Problem: Every entry in this listing should be written out exactly.

Material supplied:
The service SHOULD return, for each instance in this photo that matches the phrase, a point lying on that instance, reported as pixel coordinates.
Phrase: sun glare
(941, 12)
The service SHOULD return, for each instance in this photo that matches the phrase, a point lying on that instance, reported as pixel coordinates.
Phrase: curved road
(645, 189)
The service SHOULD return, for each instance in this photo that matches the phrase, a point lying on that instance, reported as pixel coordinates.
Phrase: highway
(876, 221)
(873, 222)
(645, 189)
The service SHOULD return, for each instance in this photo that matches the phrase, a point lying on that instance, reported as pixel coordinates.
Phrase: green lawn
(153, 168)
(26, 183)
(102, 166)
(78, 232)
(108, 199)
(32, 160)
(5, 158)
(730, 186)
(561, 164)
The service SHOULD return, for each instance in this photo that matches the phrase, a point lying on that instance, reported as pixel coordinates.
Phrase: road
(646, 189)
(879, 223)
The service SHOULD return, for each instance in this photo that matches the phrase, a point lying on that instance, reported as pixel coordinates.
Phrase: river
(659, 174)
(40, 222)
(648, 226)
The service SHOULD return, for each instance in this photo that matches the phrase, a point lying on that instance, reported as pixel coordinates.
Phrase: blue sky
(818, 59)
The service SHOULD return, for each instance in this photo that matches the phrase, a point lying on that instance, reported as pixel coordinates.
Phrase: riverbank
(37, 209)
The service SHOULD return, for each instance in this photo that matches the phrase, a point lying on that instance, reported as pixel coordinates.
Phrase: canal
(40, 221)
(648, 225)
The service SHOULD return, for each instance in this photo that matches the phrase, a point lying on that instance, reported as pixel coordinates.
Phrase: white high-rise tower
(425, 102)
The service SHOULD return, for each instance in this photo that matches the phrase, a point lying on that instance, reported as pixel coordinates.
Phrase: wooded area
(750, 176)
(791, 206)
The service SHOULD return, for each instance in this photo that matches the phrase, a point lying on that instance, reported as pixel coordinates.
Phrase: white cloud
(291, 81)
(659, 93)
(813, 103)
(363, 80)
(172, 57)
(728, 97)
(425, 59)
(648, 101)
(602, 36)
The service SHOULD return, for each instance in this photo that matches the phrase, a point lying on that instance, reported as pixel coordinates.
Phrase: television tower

Answer to this exercise:
The service SHOULD return, for each instance in this photo that matches the phrase, a point lying on that instance, reported as pixel coordinates.
Phrase: sun glare
(941, 12)
The service SHOULD return, for each instance in this photo that matches the phrase, a point lying on that instance, reported as pixel coordinates.
Phrase: curved road
(645, 189)
The service SHOULD return, for each instance in this photo that matches the phrase, a point lying on that instance, reported as pixel coordinates.
Phrase: highway
(876, 221)
(873, 222)
(645, 189)
The service SHOULD return, for each instance in this photo that matches the phrase, a point lying on that instance, reported as pixel coordinates.
Phrase: green lawn
(153, 168)
(26, 183)
(102, 166)
(78, 232)
(108, 199)
(32, 160)
(5, 158)
(730, 186)
(561, 164)
The service SHOULD return, for each instance in this photo that matches the phrase, a point lying on that instance, reported as pixel coordinates.
Phrase: road
(646, 189)
(879, 223)
The service SHOULD return, for each instance in this photo that matches the phrase, a point lying on that instance, reported as pixel coordinates.
Phrase: river
(659, 174)
(40, 222)
(648, 226)
The service SHOULD return, for each instance in this photo that matches the phrase, a point lying on that instance, reported as pixel coordinates.
Phrase: blue sky
(818, 59)
The service SHOULD return, for each instance in this photo that matches the phrase, a point lying on that instance, reported as pixel coordinates.
Phrase: riverbank
(37, 209)
The service SHOULD return, for each instance in this photo that matches the phrase, a point lying on that instance, reported as pixel coordinates.
Phrase: canal
(40, 221)
(648, 225)
The service SHOULD return, for each instance in this photo that matches the phrase, a point lying on that instance, reported as pixel coordinates.
Phrase: white high-rise tower
(425, 102)
The service SHOULD return, for each instance in this photo that matches the phrase, a point lying on that instance, reported as pixel coordinates.
Phrase: wooded area
(750, 176)
(791, 206)
The service SHOULD return, for each instance in this photo that matches the phrase, a point lying on that instance, reported as pixel coordinates.
Phrase: white cloud
(291, 81)
(659, 93)
(813, 103)
(363, 80)
(172, 57)
(728, 97)
(425, 59)
(648, 101)
(602, 36)
The service SHOULD return, for each instance in this photo that matches the phrase, a point lying on that instance, reported as pixel coordinates.
Phrase: television tower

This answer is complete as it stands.